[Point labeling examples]
— start —

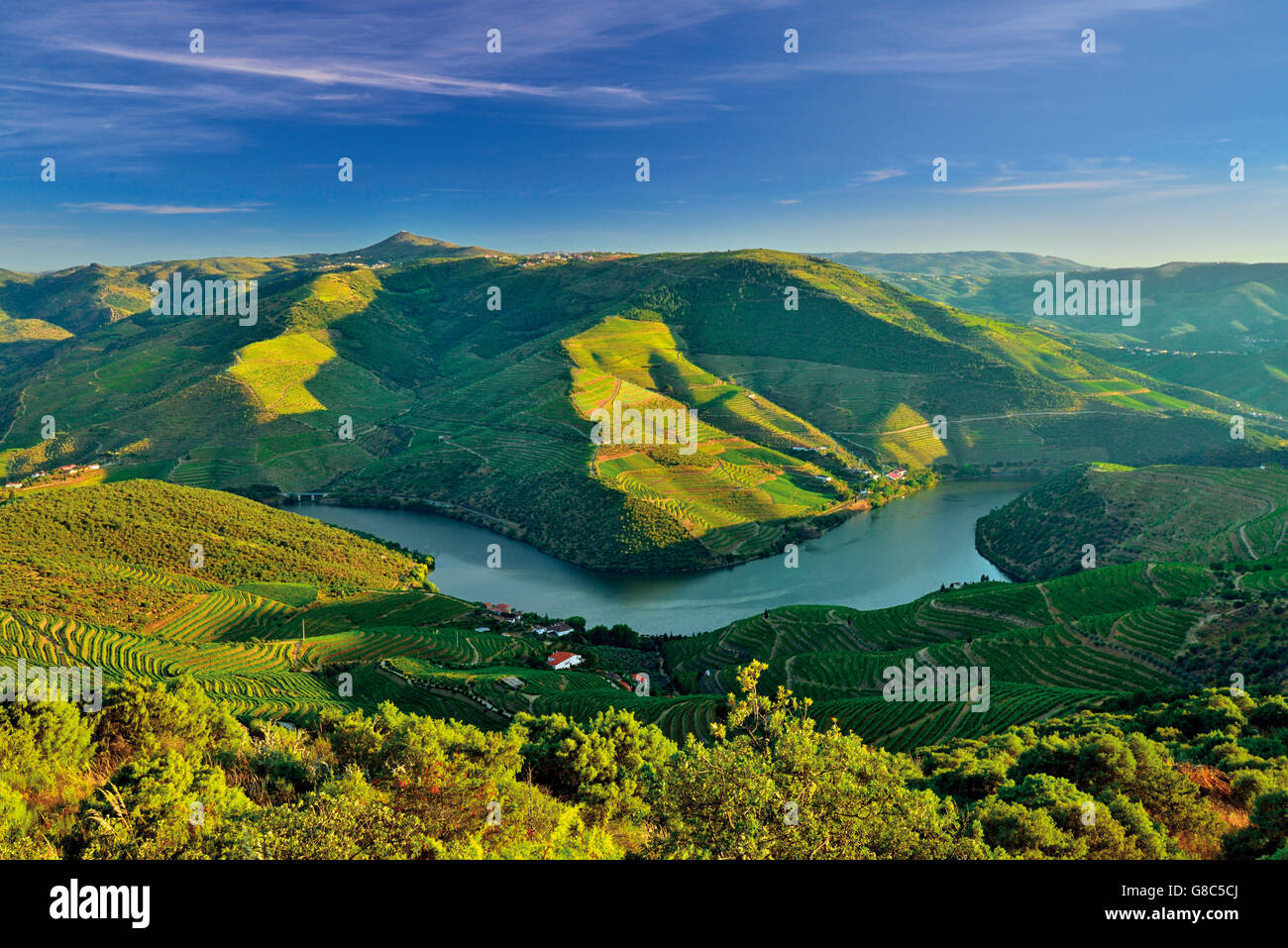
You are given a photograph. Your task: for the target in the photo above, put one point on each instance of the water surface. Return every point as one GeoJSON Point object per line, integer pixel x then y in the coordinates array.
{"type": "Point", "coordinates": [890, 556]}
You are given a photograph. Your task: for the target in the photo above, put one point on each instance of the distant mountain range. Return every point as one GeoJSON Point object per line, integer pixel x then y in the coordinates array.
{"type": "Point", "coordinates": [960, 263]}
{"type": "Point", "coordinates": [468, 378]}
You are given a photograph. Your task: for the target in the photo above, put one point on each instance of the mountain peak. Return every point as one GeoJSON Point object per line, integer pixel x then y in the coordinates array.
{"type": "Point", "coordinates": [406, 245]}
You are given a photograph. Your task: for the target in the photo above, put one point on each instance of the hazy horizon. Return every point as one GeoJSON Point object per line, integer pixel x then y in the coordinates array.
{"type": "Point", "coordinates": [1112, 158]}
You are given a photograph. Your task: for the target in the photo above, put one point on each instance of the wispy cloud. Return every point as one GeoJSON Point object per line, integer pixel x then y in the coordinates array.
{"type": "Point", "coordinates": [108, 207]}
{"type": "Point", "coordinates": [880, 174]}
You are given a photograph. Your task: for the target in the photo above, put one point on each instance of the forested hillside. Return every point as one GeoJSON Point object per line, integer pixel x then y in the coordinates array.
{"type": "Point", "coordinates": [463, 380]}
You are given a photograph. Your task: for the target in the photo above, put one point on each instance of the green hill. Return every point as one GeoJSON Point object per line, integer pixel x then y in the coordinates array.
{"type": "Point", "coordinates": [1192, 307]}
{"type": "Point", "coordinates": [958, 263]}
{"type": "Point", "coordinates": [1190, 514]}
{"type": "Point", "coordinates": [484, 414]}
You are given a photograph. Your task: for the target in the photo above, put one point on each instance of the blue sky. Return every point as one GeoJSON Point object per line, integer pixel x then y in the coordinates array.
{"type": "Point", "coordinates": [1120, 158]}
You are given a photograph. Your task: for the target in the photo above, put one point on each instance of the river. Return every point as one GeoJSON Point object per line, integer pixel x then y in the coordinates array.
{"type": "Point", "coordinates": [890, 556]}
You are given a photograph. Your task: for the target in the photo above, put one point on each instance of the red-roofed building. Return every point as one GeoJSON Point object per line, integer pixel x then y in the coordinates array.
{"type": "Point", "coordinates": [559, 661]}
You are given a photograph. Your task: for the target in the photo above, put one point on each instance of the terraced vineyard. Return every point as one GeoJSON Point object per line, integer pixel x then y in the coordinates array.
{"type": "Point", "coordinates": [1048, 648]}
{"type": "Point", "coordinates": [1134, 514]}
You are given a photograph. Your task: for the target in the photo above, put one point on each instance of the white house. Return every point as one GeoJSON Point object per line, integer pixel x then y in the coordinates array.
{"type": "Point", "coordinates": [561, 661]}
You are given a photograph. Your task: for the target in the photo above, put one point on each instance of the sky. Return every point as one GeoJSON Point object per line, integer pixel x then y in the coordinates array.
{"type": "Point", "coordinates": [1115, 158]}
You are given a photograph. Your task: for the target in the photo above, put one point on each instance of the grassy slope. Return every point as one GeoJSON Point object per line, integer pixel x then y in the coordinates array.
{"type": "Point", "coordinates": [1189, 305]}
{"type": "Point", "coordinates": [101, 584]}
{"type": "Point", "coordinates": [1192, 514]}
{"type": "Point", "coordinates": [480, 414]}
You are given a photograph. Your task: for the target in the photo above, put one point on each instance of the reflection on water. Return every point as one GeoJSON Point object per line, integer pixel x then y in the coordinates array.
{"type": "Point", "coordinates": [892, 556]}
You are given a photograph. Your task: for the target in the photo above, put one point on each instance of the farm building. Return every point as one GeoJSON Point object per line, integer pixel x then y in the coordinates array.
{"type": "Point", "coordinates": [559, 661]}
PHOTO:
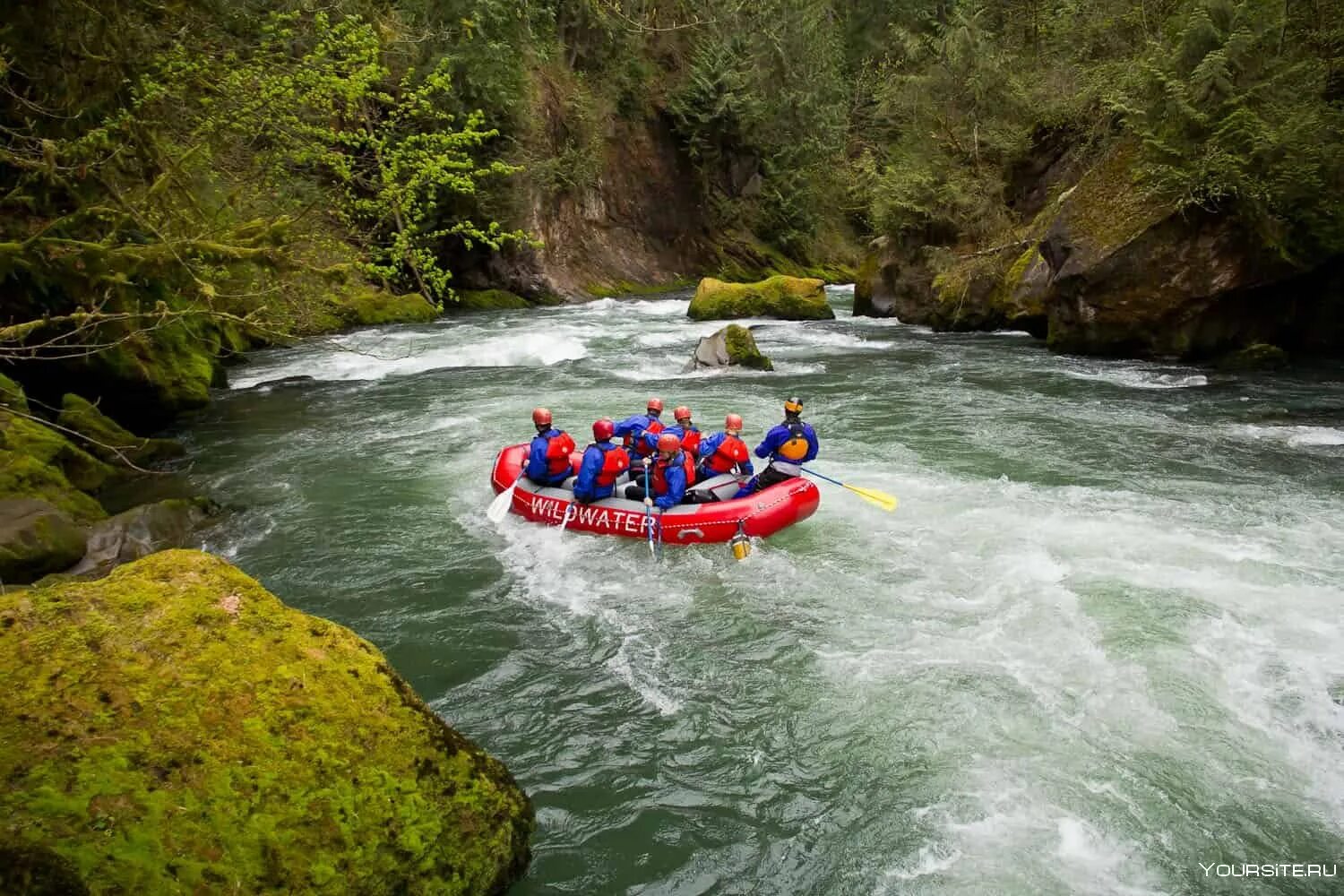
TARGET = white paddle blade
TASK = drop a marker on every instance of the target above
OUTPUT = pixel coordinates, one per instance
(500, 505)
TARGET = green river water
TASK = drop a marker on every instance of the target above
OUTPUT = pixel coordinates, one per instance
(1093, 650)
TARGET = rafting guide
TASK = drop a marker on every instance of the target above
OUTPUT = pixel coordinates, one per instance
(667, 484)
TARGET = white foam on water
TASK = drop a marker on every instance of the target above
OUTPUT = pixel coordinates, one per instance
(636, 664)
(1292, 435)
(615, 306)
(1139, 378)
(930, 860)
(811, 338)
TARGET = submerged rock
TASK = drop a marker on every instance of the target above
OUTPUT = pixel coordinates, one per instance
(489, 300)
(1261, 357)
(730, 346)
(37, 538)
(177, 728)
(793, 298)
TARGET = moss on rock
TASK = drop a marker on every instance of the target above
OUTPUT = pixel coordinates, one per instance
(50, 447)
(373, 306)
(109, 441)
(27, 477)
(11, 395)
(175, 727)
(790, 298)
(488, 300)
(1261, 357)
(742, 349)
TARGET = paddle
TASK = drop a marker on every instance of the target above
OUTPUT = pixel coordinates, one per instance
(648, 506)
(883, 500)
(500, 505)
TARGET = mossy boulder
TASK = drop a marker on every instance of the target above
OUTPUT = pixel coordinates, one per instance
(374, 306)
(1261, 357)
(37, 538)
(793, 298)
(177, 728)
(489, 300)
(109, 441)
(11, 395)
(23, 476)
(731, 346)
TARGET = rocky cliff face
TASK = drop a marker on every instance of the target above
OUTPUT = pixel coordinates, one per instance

— end —

Problem:
Substitute "pin" for "marker" in the material, starting at the line containing "TARGET = green river water" and ending at the line containing "(1093, 650)", and give back only those lines.

Solution to this exercise:
TARGET = green river water
TASK = drop a pin on every instance of the target above
OUTPUT = pixel coordinates, one per instance
(1093, 650)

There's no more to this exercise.